── Selected extract

Crowd Wisdom

I just posted the article about Ushahidi and its future challenges that was published in the Index on Censorship last month (‘Crowd Wisdom’ by Heather Ford in Index on Censorship December 2012, vol. 41, no. 4 33-39 doi: 10.1177/0306422012465800) . I wrote about Ushahidi’s emergence as a powerful tool used in countries around the world to document elections, disasters and food – among others – and the coming challenges as the majority of Ushahidi implementations remain ‘small data’ projects and as tools move towards automatic verification, something only possible with ‘Big Data’.

Why the muggle doesn’t like the term “bounded crowdsourcing”

Patrick Meier just wrote a post explaining why the term he coined, “bounded crowdsourcing” is ‘important for crisis mapping and beyond’. He likens “bounded crowdsourcing” to “snowball sampling”, where a few trusted individuals invite other individuals who they ‘fully trust and can vouch for… And so on and so forth at an exponential rate if desired’.

I like the idea of trusted networks of people working together (actually, it seems that this technique has been used for decades in the activism community) but I have some problems with the term that has been “coined”. I guess I will be called a “muggle” but I am willing to take the plunge because a) I have never been called a “muggle” and I would like to know what it feels like and b) the “crowdsourcing” term is one I feel is worthy of a duel.

Firstly, I don’t agree with the way that Meier likens “crowdsourcing” work like Ushahidi to statistical methods. I see why he’s trying to make the comparison (to prove crowdsourcing’s value, perhaps?) but I think that it is inaccurate and actually de-values the work involved in building an Ushahidi instance. Working on an Ushahidi deployment is not the same as answering a question through statistical methods. With statistical methods, a researcher (or group of researchers) tries to answer a question or test a hypothesis. ‘Do the majority of Hispanic Americans want Obama to win a second term?’ for example. Or ‘What do Kenyans think is the best place to go on holiday?’

But Ushahidi has never been about gaining a statistically significant understanding of a question or hypothesis. It has been designed as a way for a group of concerned citizens to provide a platform for people to report on what was happening to them or around them. Sure, in many cases, we can get a general feel about the mood of a place by looking at reports, but the lack of a single question (and the power differential between those asking and those being asked), the prevalence of unstructured reports and the skewed distribution of reporters towards those most likely to reply using the technology (or attempting to game the system) make the differences much greater than the similarities.

────
── Supplied information

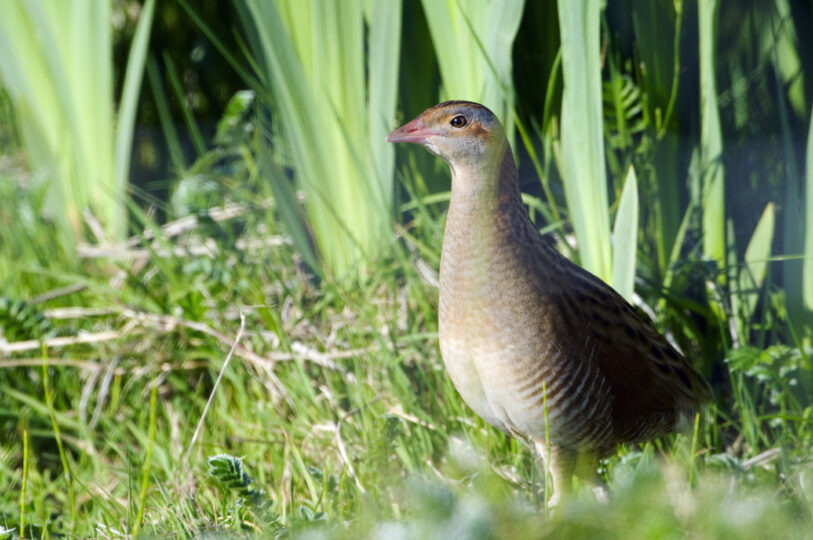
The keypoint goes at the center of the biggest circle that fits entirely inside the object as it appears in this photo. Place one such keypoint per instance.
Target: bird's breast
(514, 354)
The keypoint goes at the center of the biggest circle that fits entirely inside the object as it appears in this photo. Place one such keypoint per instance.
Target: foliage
(336, 418)
(57, 66)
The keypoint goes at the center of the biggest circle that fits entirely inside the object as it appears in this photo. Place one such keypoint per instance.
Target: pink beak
(414, 132)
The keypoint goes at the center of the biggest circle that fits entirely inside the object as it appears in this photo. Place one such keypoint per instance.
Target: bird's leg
(561, 462)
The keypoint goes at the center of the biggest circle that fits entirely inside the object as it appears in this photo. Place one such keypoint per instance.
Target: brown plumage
(521, 326)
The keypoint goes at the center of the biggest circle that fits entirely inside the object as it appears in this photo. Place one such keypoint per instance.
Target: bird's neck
(485, 200)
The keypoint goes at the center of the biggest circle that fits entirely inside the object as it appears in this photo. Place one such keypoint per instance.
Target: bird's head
(460, 132)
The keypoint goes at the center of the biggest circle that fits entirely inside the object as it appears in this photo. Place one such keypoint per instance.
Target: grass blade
(582, 150)
(807, 272)
(625, 237)
(711, 143)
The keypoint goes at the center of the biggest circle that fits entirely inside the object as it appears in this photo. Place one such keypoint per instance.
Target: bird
(537, 346)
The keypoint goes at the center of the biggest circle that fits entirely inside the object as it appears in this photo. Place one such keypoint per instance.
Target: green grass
(338, 406)
(323, 404)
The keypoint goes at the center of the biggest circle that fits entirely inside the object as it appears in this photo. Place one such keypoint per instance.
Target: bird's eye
(459, 121)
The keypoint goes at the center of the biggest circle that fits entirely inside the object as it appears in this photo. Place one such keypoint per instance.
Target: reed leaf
(748, 285)
(807, 272)
(456, 27)
(333, 104)
(582, 145)
(57, 66)
(625, 237)
(711, 142)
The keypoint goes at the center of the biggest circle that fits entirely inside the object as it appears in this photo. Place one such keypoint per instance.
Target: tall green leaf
(711, 142)
(748, 285)
(333, 104)
(807, 272)
(57, 66)
(582, 151)
(625, 238)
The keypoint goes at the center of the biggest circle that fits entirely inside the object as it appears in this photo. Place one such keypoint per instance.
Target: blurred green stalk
(334, 104)
(57, 66)
(711, 143)
(582, 151)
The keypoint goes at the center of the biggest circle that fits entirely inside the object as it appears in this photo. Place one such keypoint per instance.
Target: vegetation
(260, 357)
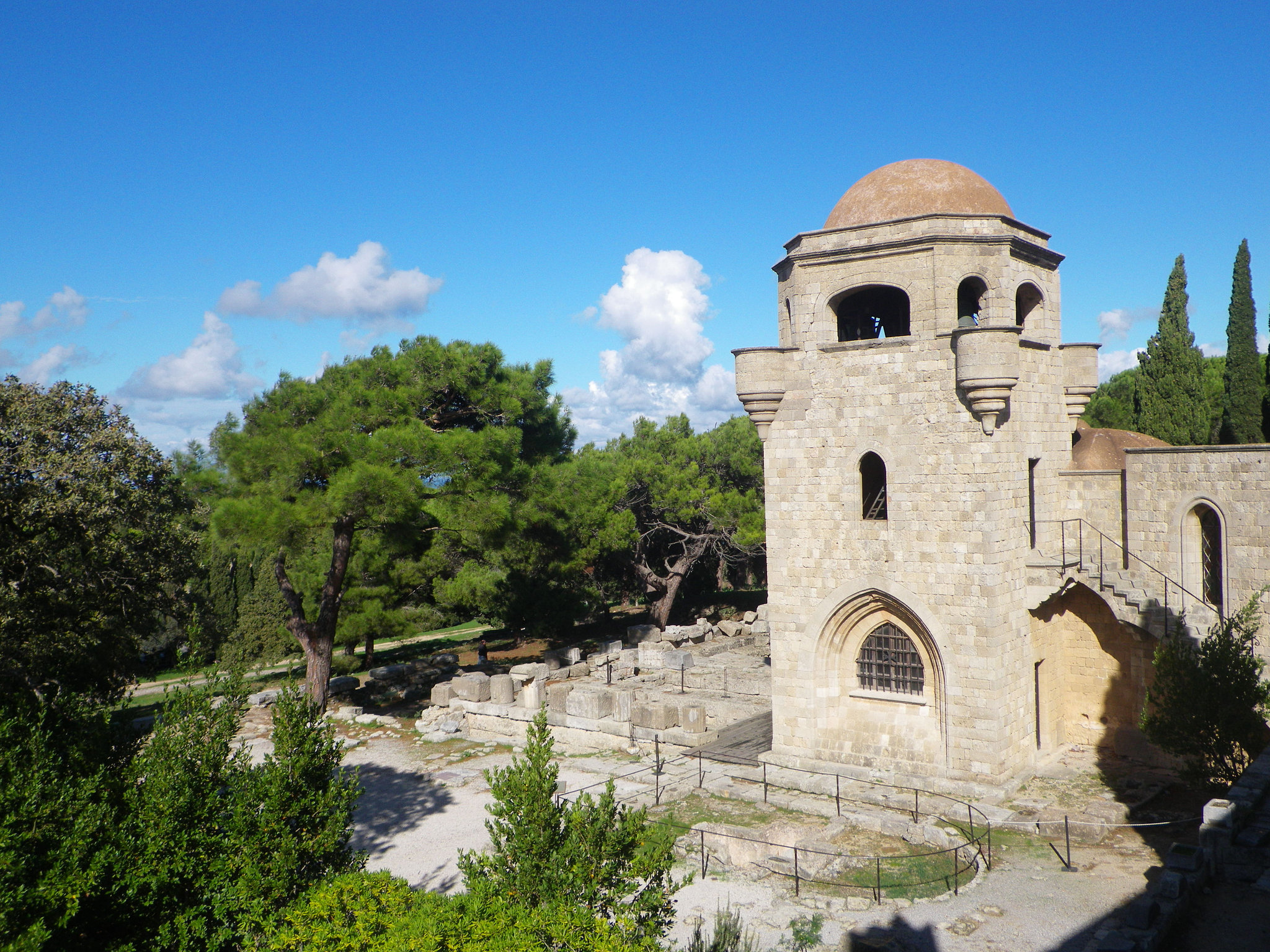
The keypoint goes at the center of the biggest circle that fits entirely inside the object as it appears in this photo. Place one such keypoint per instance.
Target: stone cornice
(913, 244)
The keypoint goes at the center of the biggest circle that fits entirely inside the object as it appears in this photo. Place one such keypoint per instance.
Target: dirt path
(425, 803)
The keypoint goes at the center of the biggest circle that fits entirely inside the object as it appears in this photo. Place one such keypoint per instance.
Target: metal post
(1067, 834)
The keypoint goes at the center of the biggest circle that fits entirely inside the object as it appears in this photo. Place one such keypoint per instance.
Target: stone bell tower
(915, 418)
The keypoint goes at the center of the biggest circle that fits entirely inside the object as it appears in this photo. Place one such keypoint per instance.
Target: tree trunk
(318, 638)
(668, 587)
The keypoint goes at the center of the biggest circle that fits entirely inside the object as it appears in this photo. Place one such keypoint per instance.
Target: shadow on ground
(394, 803)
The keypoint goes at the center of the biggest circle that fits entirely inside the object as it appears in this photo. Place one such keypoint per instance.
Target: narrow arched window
(889, 662)
(1026, 300)
(969, 301)
(873, 487)
(868, 314)
(1210, 553)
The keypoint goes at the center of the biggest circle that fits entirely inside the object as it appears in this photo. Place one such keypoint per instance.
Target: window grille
(888, 662)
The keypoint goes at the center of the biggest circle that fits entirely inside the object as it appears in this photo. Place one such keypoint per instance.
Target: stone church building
(963, 578)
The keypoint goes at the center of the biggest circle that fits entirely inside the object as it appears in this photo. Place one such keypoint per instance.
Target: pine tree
(1241, 399)
(1169, 403)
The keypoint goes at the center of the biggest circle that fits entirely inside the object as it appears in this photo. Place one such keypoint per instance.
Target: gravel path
(418, 813)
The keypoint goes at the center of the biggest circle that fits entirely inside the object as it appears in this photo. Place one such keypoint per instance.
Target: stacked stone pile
(625, 692)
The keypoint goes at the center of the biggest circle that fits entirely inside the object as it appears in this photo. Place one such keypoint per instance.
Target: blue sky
(506, 162)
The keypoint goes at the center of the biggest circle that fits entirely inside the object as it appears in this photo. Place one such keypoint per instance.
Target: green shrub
(351, 913)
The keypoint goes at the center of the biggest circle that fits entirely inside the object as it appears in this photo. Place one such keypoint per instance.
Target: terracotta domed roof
(916, 187)
(1098, 448)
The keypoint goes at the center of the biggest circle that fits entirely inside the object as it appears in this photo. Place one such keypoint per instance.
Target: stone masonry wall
(1165, 484)
(954, 547)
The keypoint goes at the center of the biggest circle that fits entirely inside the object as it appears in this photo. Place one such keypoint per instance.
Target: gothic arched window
(889, 662)
(873, 487)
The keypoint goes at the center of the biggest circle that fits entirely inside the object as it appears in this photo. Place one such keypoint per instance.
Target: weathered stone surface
(558, 696)
(655, 715)
(502, 690)
(623, 700)
(533, 697)
(693, 718)
(470, 687)
(590, 703)
(534, 671)
(639, 633)
(677, 660)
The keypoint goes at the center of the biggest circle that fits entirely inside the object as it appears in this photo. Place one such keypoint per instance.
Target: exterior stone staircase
(1141, 594)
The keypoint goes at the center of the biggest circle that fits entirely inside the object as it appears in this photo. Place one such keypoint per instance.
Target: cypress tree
(1241, 391)
(1169, 402)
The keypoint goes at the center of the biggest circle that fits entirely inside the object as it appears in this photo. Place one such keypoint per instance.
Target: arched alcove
(969, 301)
(1203, 553)
(871, 312)
(1028, 299)
(879, 687)
(873, 487)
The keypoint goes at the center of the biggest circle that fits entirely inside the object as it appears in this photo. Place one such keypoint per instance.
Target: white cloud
(52, 363)
(65, 309)
(182, 397)
(659, 307)
(210, 368)
(1117, 324)
(1112, 362)
(361, 287)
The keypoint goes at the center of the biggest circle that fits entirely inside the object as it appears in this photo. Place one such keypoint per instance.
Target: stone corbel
(987, 369)
(761, 382)
(1080, 377)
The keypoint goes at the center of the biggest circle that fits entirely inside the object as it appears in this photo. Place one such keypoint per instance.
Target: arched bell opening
(969, 301)
(1028, 299)
(871, 312)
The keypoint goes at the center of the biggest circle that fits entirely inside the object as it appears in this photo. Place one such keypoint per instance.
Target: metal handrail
(1126, 557)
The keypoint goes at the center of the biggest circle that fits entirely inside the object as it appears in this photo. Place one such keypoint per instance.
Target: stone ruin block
(535, 671)
(533, 696)
(694, 719)
(471, 687)
(651, 655)
(639, 633)
(623, 701)
(677, 660)
(558, 696)
(502, 690)
(593, 705)
(654, 716)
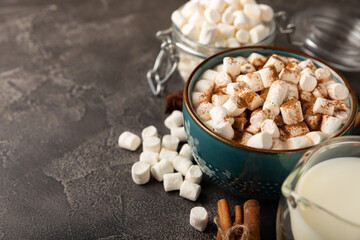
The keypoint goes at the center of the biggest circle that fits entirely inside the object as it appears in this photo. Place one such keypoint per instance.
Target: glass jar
(302, 219)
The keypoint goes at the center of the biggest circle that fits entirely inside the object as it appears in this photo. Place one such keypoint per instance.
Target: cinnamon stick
(224, 216)
(238, 220)
(252, 218)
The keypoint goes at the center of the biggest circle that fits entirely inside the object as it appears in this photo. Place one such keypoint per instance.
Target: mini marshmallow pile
(271, 102)
(161, 159)
(224, 23)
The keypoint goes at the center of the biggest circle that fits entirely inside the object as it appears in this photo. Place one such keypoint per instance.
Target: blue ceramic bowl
(247, 172)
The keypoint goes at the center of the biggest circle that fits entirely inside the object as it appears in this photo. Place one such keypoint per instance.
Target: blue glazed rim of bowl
(196, 73)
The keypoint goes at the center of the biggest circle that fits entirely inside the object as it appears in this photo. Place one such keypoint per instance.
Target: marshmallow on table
(190, 190)
(150, 158)
(179, 133)
(149, 131)
(268, 75)
(270, 127)
(297, 129)
(186, 151)
(160, 169)
(170, 142)
(208, 33)
(330, 125)
(151, 144)
(129, 141)
(167, 154)
(316, 137)
(194, 174)
(199, 218)
(299, 142)
(261, 140)
(324, 106)
(140, 172)
(174, 120)
(291, 112)
(338, 91)
(172, 181)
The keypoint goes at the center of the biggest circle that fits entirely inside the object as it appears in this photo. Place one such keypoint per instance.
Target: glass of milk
(321, 196)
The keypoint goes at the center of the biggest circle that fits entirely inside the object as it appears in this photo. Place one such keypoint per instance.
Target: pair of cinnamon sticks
(251, 219)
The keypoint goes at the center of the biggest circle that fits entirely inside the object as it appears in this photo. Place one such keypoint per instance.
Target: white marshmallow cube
(190, 190)
(172, 181)
(199, 218)
(170, 142)
(129, 141)
(152, 144)
(140, 173)
(261, 140)
(194, 174)
(160, 169)
(150, 158)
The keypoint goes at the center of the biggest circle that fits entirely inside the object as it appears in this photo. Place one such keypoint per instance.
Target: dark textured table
(72, 78)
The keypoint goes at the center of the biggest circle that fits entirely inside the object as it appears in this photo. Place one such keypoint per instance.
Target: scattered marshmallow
(129, 141)
(190, 190)
(172, 181)
(199, 218)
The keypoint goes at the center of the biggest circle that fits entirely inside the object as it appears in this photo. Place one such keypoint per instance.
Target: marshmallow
(170, 142)
(276, 62)
(190, 190)
(267, 13)
(149, 131)
(199, 218)
(338, 91)
(179, 133)
(167, 154)
(203, 112)
(297, 129)
(307, 83)
(252, 11)
(270, 127)
(313, 121)
(260, 140)
(232, 66)
(129, 141)
(316, 137)
(186, 151)
(212, 15)
(232, 43)
(258, 33)
(330, 125)
(178, 19)
(299, 142)
(194, 174)
(256, 59)
(257, 117)
(210, 75)
(151, 144)
(242, 36)
(324, 106)
(235, 106)
(160, 169)
(290, 76)
(198, 97)
(323, 74)
(172, 181)
(140, 173)
(150, 158)
(219, 100)
(268, 75)
(291, 112)
(240, 20)
(208, 33)
(174, 120)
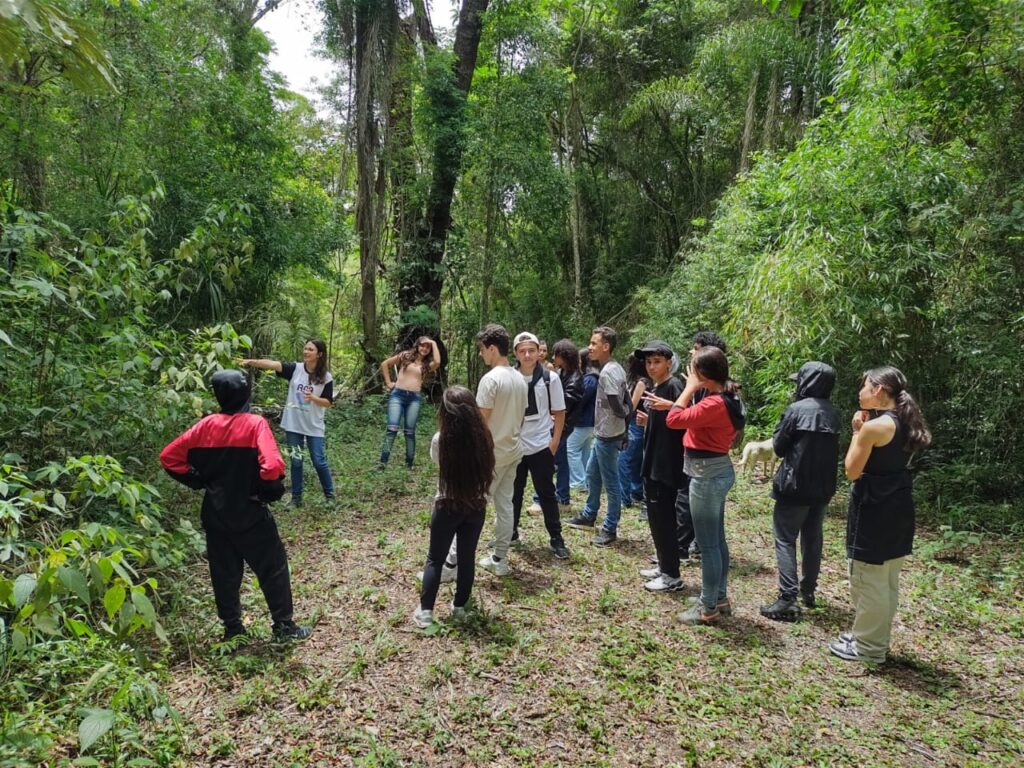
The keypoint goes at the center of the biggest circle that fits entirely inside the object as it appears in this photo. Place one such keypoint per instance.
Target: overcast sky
(292, 28)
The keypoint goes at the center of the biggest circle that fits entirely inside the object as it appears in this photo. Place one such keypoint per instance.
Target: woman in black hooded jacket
(807, 438)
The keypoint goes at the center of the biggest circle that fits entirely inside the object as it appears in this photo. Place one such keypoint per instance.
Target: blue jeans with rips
(401, 406)
(562, 471)
(603, 469)
(708, 508)
(630, 465)
(318, 456)
(578, 449)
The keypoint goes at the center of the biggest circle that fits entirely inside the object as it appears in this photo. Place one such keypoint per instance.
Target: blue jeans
(708, 507)
(401, 404)
(630, 464)
(603, 468)
(562, 471)
(320, 463)
(578, 448)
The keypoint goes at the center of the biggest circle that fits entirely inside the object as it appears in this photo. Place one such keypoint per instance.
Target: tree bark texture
(422, 278)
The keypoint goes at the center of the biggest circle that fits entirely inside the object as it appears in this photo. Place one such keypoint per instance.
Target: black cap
(231, 390)
(655, 346)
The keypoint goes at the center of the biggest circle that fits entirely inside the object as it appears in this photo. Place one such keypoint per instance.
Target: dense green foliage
(832, 180)
(892, 233)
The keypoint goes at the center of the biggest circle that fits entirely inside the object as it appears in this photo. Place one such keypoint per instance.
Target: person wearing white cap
(541, 434)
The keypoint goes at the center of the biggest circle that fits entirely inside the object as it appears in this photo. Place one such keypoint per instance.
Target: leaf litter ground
(573, 664)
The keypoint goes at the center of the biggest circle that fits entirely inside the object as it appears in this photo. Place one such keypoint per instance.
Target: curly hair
(466, 451)
(318, 376)
(413, 354)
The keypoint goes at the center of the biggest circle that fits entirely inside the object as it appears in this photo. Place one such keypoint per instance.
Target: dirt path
(573, 664)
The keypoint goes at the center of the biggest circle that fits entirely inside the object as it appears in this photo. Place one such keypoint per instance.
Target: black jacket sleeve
(785, 433)
(192, 478)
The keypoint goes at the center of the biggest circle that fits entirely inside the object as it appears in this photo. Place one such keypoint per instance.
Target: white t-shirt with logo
(300, 415)
(503, 390)
(536, 433)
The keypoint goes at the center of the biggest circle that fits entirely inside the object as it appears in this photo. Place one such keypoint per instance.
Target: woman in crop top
(711, 425)
(403, 401)
(888, 430)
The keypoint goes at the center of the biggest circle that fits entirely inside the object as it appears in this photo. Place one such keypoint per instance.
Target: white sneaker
(496, 566)
(664, 584)
(448, 574)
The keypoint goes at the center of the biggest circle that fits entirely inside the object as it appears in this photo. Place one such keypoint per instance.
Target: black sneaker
(604, 539)
(291, 632)
(781, 610)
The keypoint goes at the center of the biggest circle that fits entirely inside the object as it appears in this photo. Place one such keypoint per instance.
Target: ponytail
(918, 435)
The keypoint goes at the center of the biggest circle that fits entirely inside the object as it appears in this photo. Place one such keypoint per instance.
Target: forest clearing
(811, 181)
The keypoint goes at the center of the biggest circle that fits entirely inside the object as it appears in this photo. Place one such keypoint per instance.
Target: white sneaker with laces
(495, 565)
(664, 584)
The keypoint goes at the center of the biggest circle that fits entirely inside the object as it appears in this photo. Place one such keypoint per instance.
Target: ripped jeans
(401, 406)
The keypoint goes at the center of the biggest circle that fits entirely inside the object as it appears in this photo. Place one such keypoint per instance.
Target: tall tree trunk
(752, 105)
(367, 33)
(421, 276)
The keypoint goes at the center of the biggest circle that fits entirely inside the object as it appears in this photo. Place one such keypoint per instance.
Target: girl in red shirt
(711, 413)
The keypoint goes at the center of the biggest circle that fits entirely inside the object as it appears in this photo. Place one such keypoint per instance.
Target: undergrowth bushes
(892, 233)
(94, 379)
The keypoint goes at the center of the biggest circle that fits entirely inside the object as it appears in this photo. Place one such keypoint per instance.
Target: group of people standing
(686, 430)
(580, 421)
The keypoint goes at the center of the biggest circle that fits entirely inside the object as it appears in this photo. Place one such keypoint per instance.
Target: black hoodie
(807, 438)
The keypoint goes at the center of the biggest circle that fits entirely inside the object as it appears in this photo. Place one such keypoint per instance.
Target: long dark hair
(712, 364)
(466, 452)
(413, 355)
(910, 419)
(318, 376)
(567, 351)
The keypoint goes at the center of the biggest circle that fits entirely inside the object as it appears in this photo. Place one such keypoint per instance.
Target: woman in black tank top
(888, 430)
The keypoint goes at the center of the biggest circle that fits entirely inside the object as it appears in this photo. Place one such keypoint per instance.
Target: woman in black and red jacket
(233, 457)
(711, 426)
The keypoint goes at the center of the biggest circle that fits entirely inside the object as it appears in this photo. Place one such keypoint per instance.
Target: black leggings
(464, 524)
(662, 518)
(261, 547)
(541, 467)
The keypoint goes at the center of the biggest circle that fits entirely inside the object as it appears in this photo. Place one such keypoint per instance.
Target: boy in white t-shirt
(501, 396)
(541, 433)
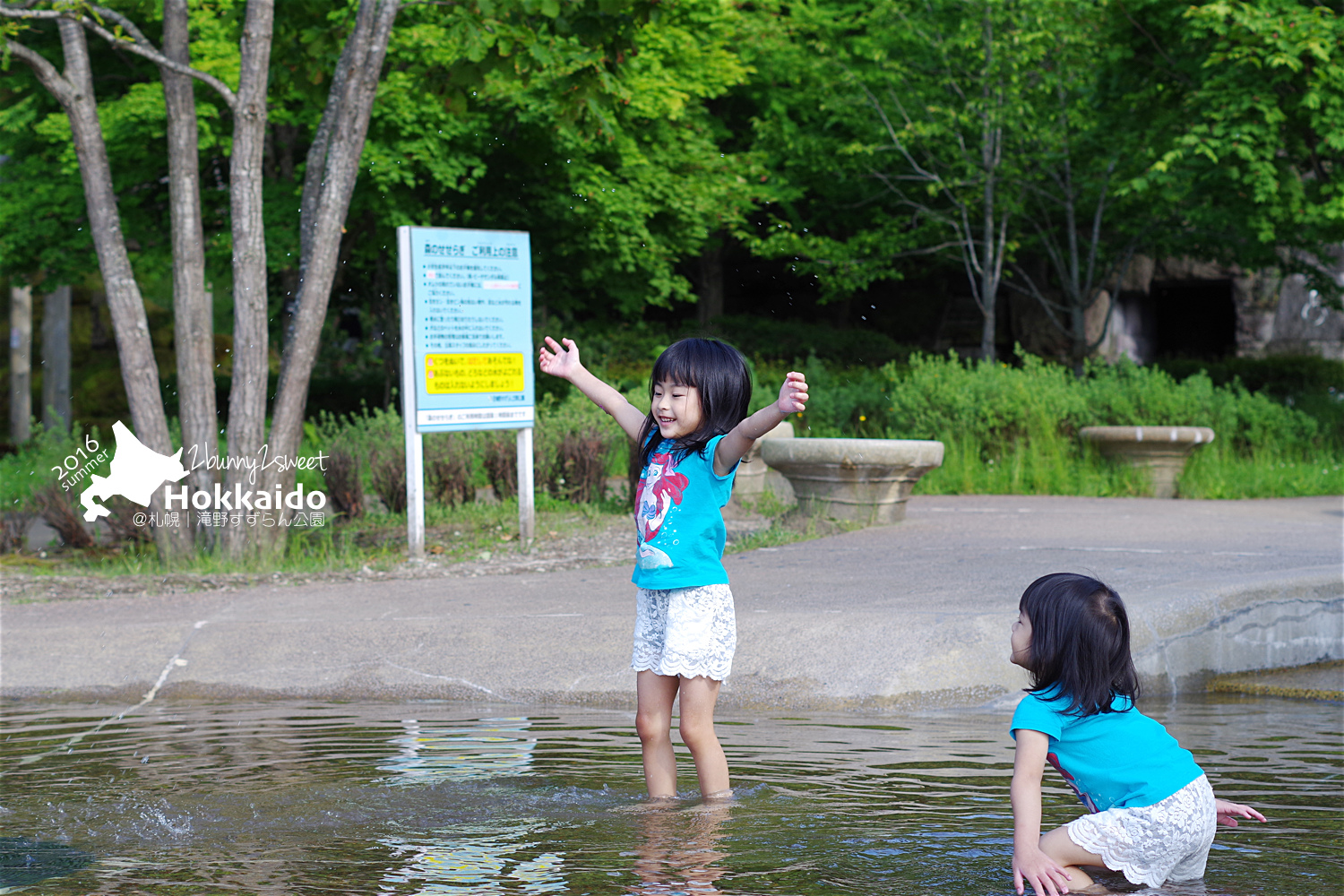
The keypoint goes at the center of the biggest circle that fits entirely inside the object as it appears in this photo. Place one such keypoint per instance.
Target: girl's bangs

────

**Set problem 1:**
According to the text on Ushahidi and crowdsourcing, what does Meier liken "bounded crowdsourcing" to?
**Set problem 2:**
For each statement, say whether it agrees with the text on Ushahidi and crowdsourcing, and quote the deciding words. (a) The Index on Censorship article appeared in December 2012. (b) The writer accepts Meier's comparison of Ushahidi work to statistical methods. (c) The writer notes that trusted networks seem to have been used for decades in the activism community.
**Set problem 3:**
Reproduce the passage of the text on Ushahidi and crowdsourcing starting with "Patrick Meier just" and going on through "rate if desired’.".

**Correct output 1:**
He likens it to "snowball sampling."

**Correct output 2:**
(a) Yes: "Index on Censorship December 2012"
(b) No: "I don’t agree with the way that Meier likens “crowdsourcing” work like Ushahidi to statistical methods"
(c) Yes: "it seems that this technique has been used for decades in the activism community"

**Correct output 3:**
Patrick Meier just wrote a post explaining why the term he coined, “bounded crowdsourcing” is ‘important for crisis mapping and beyond’. He likens “bounded crowdsourcing” to “snowball sampling”, where a few trusted individuals invite other individuals who they ‘fully trust and can vouch for… And so on and so forth at an exponential rate if desired’.